(Stored data entries)
BEGIN
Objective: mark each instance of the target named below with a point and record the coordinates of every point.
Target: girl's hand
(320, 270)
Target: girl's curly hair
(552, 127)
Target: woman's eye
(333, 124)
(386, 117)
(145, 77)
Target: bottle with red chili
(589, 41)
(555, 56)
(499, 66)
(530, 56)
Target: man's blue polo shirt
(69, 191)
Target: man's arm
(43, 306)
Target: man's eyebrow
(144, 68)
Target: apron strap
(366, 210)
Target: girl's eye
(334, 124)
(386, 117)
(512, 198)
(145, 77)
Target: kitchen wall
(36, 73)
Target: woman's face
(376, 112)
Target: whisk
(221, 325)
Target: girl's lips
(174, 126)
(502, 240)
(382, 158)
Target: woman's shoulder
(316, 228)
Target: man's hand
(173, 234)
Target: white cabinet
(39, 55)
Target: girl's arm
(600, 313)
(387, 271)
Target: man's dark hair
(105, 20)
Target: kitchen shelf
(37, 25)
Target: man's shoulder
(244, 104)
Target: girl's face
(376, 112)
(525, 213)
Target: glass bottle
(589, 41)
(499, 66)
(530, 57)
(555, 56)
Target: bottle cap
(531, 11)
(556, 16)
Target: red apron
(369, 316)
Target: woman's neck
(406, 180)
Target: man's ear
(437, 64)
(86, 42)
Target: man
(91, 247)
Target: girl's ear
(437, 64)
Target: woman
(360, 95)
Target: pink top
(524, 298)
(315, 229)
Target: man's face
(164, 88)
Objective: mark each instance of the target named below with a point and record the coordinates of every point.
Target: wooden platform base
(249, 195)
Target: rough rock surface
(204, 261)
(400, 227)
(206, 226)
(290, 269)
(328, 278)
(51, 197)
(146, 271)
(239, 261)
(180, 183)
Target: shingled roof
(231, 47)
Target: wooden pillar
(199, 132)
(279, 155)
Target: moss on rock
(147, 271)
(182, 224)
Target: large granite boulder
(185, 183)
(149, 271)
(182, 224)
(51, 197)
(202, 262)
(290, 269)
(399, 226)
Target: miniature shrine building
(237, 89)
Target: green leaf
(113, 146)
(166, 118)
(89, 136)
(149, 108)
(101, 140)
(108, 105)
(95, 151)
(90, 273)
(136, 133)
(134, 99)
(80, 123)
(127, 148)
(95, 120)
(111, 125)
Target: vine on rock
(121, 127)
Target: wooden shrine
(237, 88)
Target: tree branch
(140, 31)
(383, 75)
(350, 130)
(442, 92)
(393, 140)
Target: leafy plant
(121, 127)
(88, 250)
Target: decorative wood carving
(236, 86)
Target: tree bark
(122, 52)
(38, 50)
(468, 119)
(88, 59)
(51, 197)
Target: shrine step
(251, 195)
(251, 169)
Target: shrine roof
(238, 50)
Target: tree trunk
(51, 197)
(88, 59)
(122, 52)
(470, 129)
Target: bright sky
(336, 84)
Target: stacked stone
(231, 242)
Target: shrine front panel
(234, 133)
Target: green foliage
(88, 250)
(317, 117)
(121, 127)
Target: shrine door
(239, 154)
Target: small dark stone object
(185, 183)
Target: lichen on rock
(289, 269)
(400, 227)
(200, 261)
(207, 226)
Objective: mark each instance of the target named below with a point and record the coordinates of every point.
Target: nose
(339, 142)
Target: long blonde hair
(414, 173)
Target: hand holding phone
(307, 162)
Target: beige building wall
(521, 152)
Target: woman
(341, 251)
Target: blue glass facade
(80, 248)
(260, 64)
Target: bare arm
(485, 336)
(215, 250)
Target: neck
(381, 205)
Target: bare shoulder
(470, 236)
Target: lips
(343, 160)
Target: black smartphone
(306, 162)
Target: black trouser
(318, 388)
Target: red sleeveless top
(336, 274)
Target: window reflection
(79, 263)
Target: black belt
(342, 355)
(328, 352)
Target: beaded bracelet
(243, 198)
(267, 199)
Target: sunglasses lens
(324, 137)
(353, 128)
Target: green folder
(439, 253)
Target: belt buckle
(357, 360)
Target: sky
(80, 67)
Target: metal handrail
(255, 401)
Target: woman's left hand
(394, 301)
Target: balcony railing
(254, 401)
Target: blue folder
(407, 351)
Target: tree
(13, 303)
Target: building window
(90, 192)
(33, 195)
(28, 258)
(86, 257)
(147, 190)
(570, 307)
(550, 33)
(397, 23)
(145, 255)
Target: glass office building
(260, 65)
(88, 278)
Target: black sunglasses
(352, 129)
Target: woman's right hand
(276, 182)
END
Reproduce the full set of records precisely.

Objective: mark each instance of the target named below with a point and record the coordinates of every point.
Target: girl's hand
(320, 270)
Target: girl's curly hair
(552, 127)
Target: woman's eye
(333, 124)
(386, 117)
(145, 77)
Target: bottle with red chili
(589, 41)
(555, 56)
(499, 66)
(530, 56)
Target: man's blue polo shirt
(69, 191)
Target: man's arm
(43, 306)
Target: man's eyebrow
(144, 68)
Target: apron strap
(366, 210)
Target: girl's eye
(334, 124)
(386, 117)
(512, 198)
(145, 77)
Target: kitchen wall
(36, 73)
Target: woman's face
(376, 112)
Target: whisk
(221, 325)
Target: girl's lips
(174, 126)
(502, 240)
(382, 158)
Target: woman's shoulder
(316, 228)
Target: man's hand
(173, 234)
Target: white cabinet
(39, 55)
Target: girl's arm
(600, 313)
(387, 271)
Target: man's dark hair
(105, 20)
Target: kitchen shelf
(37, 25)
Target: man's shoulder
(244, 104)
Target: girl's face
(376, 112)
(525, 213)
Target: glass bottle
(589, 41)
(499, 66)
(530, 57)
(555, 56)
Target: bottle cap
(531, 11)
(556, 16)
Target: red apron
(369, 316)
Target: woman's neck
(406, 180)
Target: man's ear
(437, 64)
(86, 42)
Target: man
(91, 247)
Target: girl's ear
(437, 64)
Target: woman
(360, 95)
Target: pink top
(524, 298)
(315, 229)
Target: man's face
(164, 88)
Objective: mark each instance of the target named below with a point and record the coordinates of every point.
Target: wooden platform base
(249, 195)
Target: rough rock surface
(204, 261)
(400, 227)
(206, 226)
(290, 269)
(328, 278)
(51, 197)
(146, 271)
(239, 261)
(180, 183)
Target: shingled roof
(231, 47)
Target: wooden pillar
(199, 132)
(279, 155)
Target: moss on rock
(147, 271)
(182, 224)
Target: large granite boulder
(185, 183)
(149, 271)
(182, 224)
(51, 197)
(202, 262)
(290, 269)
(399, 226)
Target: miniature shrine building
(237, 89)
Target: green leaf
(113, 146)
(166, 118)
(89, 136)
(149, 108)
(101, 140)
(108, 105)
(95, 151)
(90, 273)
(136, 133)
(134, 99)
(80, 123)
(127, 148)
(95, 120)
(111, 125)
Target: vine on rock
(121, 127)
Target: wooden shrine
(237, 88)
Target: tree branch
(140, 31)
(383, 75)
(350, 130)
(442, 92)
(393, 140)
Target: leafy plant
(121, 127)
(88, 250)
Target: decorative wood carving
(236, 86)
Target: tree bark
(122, 52)
(38, 50)
(468, 119)
(88, 59)
(51, 197)
Target: shrine step
(251, 195)
(251, 169)
Target: shrine roof
(238, 50)
Target: tree trunk
(51, 197)
(88, 59)
(122, 52)
(470, 129)
Target: bright sky
(336, 84)
Target: stacked stone
(231, 242)
Target: shrine front panel
(234, 133)
Target: green foliage
(88, 250)
(317, 117)
(121, 127)
Target: shrine door
(239, 154)
Target: small dark stone object
(185, 183)
Target: lichen on rock
(289, 269)
(400, 227)
(200, 261)
(207, 226)
Objective: mark each instance of the target named below with a point and record the coordinates of every point.
Target: nose
(339, 142)
Target: long blonde hair
(414, 173)
Target: hand holding phone
(307, 162)
Target: beige building wall
(521, 152)
Target: woman
(341, 251)
Target: blue glass facade
(80, 248)
(260, 64)
Target: bare arm
(485, 336)
(215, 250)
Target: neck
(381, 205)
Target: bare shoulder
(470, 236)
Target: lips
(343, 160)
Target: black smartphone
(306, 162)
Target: black trouser
(318, 388)
Target: red sleeveless top
(336, 274)
Target: window reflection
(79, 263)
Target: black belt
(342, 355)
(328, 352)
Target: beaded bracelet
(243, 198)
(267, 199)
Target: sunglasses lens
(324, 137)
(353, 128)
Target: green folder
(439, 253)
Target: belt buckle
(357, 360)
Target: sky
(80, 67)
Target: metal handrail
(255, 401)
Target: woman's left hand
(394, 301)
Target: balcony railing
(254, 401)
Target: blue folder
(407, 351)
Target: tree
(13, 303)
Target: building window
(90, 192)
(33, 195)
(28, 258)
(86, 257)
(147, 190)
(570, 307)
(550, 33)
(397, 23)
(145, 255)
Target: glass office building
(260, 65)
(88, 278)
Target: black sunglasses
(352, 129)
Target: woman's right hand
(276, 182)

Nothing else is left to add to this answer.